* [Exercise inputs]:
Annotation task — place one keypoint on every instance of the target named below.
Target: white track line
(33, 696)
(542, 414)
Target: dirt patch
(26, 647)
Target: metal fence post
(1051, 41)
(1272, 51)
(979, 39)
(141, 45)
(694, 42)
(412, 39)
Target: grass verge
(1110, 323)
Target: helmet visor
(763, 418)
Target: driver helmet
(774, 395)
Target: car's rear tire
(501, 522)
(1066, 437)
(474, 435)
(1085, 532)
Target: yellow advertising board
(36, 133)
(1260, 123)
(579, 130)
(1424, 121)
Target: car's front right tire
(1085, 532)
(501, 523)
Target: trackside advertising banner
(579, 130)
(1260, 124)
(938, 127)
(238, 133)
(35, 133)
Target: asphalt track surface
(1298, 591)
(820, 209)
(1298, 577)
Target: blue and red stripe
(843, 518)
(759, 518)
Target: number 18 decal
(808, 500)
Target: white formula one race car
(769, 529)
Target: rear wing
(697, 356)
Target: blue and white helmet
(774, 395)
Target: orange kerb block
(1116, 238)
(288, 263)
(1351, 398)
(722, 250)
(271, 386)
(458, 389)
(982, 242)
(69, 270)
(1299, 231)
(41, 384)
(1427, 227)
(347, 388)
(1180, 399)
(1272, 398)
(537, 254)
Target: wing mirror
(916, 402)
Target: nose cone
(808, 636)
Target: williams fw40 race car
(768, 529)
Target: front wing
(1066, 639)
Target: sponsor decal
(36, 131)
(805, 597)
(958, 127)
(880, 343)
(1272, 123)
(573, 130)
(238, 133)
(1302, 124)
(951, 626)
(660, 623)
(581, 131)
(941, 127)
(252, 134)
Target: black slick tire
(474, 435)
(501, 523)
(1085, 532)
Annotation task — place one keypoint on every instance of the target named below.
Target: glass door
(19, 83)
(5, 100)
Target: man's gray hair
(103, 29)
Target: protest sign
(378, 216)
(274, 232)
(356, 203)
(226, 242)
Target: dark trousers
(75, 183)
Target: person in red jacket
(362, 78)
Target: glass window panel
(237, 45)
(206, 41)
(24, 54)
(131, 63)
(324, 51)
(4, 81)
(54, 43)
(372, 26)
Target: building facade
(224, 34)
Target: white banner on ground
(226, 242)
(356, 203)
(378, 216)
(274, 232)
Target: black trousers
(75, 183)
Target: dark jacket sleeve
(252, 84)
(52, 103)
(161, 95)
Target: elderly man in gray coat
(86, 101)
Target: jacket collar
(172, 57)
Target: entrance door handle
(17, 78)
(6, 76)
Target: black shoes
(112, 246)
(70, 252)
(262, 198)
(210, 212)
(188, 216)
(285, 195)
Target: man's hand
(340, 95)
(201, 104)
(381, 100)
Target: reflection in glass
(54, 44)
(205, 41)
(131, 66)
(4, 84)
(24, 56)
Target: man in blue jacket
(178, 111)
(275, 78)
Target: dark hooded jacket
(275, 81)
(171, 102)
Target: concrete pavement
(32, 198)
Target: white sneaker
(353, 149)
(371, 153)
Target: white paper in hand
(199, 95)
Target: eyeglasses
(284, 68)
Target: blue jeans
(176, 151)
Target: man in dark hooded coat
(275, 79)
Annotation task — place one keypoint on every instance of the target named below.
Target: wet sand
---
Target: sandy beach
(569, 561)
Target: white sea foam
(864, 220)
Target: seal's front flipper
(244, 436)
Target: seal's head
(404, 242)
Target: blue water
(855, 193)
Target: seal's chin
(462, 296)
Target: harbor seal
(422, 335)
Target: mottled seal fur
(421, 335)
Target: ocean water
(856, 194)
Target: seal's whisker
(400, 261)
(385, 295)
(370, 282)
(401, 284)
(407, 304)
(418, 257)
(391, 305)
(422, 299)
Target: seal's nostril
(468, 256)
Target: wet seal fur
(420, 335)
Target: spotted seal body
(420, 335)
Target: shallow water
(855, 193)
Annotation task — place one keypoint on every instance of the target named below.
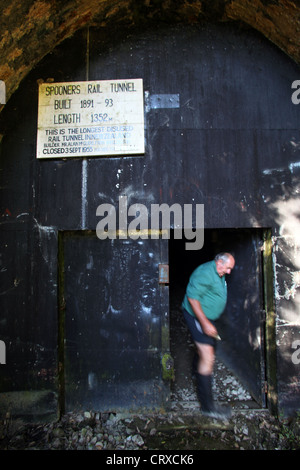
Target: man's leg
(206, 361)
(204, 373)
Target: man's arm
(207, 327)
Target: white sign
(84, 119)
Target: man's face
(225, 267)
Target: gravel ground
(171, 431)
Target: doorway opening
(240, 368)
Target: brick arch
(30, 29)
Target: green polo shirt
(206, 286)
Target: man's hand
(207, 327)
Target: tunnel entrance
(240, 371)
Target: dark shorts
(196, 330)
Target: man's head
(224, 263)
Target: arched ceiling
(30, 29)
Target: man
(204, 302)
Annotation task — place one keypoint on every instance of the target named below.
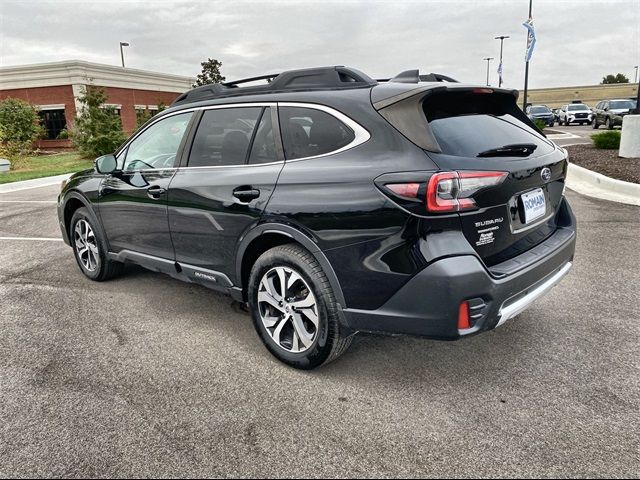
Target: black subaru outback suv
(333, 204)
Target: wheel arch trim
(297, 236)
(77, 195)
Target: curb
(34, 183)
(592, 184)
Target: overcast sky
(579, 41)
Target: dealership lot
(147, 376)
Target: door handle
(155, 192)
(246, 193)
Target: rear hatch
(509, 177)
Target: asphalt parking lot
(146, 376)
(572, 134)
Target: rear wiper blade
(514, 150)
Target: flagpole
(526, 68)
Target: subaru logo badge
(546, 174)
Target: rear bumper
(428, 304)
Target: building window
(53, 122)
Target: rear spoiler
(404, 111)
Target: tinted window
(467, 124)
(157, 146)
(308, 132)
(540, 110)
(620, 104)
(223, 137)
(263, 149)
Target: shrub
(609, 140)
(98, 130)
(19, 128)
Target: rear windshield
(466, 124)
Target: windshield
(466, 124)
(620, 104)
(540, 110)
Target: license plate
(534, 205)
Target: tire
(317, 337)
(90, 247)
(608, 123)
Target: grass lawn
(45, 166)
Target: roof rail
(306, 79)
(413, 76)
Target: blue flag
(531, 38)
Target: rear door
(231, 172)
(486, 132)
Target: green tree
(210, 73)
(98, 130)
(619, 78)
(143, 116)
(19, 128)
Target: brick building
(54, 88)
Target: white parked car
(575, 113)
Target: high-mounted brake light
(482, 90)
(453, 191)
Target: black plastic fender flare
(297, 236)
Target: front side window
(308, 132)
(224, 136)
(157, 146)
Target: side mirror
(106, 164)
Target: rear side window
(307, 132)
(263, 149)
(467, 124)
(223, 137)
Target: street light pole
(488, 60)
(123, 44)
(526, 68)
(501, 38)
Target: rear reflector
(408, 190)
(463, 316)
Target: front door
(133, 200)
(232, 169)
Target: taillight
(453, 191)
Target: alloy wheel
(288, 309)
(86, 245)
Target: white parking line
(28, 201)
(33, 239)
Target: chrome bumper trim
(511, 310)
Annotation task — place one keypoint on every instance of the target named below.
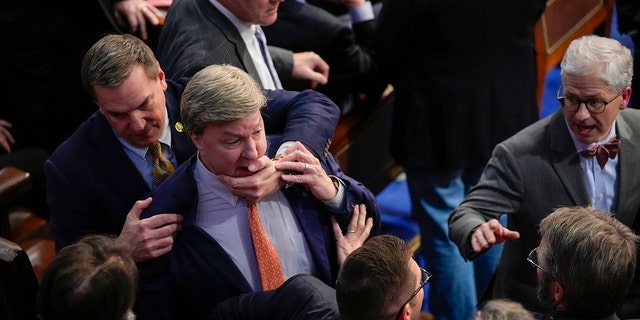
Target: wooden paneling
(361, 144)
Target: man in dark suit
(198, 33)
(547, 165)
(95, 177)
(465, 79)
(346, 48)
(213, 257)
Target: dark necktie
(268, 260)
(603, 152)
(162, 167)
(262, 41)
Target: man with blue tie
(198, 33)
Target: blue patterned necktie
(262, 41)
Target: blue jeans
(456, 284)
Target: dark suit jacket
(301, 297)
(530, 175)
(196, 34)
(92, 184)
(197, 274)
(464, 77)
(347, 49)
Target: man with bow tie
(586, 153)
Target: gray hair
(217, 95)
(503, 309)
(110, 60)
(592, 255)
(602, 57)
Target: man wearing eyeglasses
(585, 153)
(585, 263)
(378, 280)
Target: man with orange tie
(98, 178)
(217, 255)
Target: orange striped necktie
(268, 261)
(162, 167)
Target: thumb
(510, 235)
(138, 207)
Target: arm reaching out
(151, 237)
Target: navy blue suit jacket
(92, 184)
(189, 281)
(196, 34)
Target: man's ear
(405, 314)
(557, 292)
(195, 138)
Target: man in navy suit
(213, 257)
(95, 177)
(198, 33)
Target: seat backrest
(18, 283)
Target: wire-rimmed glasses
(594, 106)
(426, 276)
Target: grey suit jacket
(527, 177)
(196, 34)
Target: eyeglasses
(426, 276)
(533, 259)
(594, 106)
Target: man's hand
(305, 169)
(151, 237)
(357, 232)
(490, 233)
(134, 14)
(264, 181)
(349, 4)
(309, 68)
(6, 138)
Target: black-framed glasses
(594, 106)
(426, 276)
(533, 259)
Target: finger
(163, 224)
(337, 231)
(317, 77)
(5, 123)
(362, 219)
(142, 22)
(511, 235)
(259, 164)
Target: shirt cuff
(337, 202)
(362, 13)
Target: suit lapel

* [The task]:
The range runs from the line above containing "Target: black-framed glasses" to the line containing "Target: suit lapel", inclusive. Restate those lines word for word and no others.

* [Task answer]:
Target: black-framed glasses
(594, 106)
(426, 276)
(533, 259)
Target: finger
(163, 224)
(337, 231)
(317, 77)
(5, 123)
(362, 219)
(142, 22)
(511, 235)
(259, 164)
Target: shirt cuff
(337, 202)
(362, 13)
Target: suit lapel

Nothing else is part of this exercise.